*** PAGE EXCERPT ***

Inside a UC Davis lab, Schofield attached electrodes to Brockman’s forearm using an electromyography machine, which records the muscle’s electrical activity. He asked Brockman to make several different hand gestures, and the computer’s programming begins to recognize those patterns. Electromyography can sometimes confuse electrical signals from other muscles, so the scientists are also using ultrasound machines that use sound waves to produce images. When Brockman contracts a muscle, it becomes denser and bounces back more sound. The researchers are combining all this technology and data with AI in the hope that prosthetics will become more intuitive for the user.
Can Prosthetics “Feel?” Surgeons are hoping to advance prosthesis embodiment by enabling users who lost their sensory nerves to gauge temperature and pressure. They may be able to do with sensory nerves what they did with motor nerves in the targeted muscle reinnervation surgery — connect the severed ones with those in the overlying skin. If the artificial hand is touched or gets hot, it sends that signal to the skin of the amputee. Amputees also have difficulty sensing body position and movement with a prosthetic device. But researchers said one way to overcome that is to integrate prosthetic devices into the body, like a human machine. The concept, called osseointegration, is the next step in smart prosthetics. “We’re leveraging artificial intelligence, machine learning algorithms that are looking at the muscles that remain in that person’s residual limb,” Schofield said. “It’s learning what that activity looks like when amputees wanted to pinch or make a fist or make a pointing motion.”
David Brockman with his wife, Tereasa Brockman, at UC Davis after David had a fitting for his prosthetic hand. (Gregory Urquiaga / UC Davis)

*** End of PAGE EXCERPT ***
*** GIVEN RECORDS ***

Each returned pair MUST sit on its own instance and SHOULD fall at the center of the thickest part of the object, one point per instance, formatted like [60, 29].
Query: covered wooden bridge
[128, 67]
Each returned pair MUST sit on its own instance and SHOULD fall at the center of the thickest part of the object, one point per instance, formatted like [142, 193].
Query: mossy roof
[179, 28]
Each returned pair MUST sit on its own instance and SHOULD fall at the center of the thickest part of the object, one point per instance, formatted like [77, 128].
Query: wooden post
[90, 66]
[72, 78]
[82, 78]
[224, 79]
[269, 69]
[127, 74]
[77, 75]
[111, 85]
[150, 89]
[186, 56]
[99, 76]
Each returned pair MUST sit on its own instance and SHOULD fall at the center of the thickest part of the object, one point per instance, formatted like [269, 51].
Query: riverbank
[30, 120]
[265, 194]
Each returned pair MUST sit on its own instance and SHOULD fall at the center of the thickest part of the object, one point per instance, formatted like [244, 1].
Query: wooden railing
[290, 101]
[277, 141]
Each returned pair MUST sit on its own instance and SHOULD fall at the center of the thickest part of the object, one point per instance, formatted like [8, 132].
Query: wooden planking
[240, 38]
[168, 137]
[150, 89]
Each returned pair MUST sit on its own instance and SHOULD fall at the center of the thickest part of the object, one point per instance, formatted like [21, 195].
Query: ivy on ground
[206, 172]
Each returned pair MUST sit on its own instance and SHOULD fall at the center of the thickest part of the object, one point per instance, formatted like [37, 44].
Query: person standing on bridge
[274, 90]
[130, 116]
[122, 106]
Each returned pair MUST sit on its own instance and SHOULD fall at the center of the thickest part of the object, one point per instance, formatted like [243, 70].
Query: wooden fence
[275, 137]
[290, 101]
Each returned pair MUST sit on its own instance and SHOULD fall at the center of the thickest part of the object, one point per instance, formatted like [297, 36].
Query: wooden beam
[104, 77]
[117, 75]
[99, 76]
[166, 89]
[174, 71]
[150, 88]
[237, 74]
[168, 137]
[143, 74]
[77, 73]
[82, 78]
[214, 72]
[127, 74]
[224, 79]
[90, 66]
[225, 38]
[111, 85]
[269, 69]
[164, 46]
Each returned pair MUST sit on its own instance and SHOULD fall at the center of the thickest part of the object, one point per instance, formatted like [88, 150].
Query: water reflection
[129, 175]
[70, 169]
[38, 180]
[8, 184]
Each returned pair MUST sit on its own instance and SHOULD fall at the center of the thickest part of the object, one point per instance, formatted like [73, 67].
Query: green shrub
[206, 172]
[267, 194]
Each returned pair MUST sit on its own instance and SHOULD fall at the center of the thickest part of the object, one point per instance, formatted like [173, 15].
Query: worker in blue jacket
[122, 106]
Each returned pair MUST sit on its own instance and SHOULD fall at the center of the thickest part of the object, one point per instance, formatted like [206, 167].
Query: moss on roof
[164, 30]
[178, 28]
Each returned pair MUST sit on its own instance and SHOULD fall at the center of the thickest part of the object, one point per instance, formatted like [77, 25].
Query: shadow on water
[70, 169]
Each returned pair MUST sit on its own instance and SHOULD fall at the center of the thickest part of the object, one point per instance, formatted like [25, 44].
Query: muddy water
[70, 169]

*** End of GIVEN RECORDS ***

**REQUIRED ACTION 1:** Write out the part of the prosthetics article that opens with the words containing "Inside a UC" and closes with "for the user.".
**REQUIRED ACTION 2:** In the prosthetics article, what is the concept of integrating prosthetic devices into the body called?

**WRITTEN SOLUTION 1:**
Inside a UC Davis lab, Schofield attached electrodes to Brockman’s forearm using an electromyography machine, which records the muscle’s electrical activity. He asked Brockman to make several different hand gestures, and the computer’s programming begins to recognize those patterns. Electromyography can sometimes confuse electrical signals from other muscles, so the scientists are also using ultrasound machines that use sound waves to produce images. When Brockman contracts a muscle, it becomes denser and bounces back more sound. The researchers are combining all this technology and data with AI in the hope that prosthetics will become more intuitive for the user.

**WRITTEN SOLUTION 2:** Osseointegration.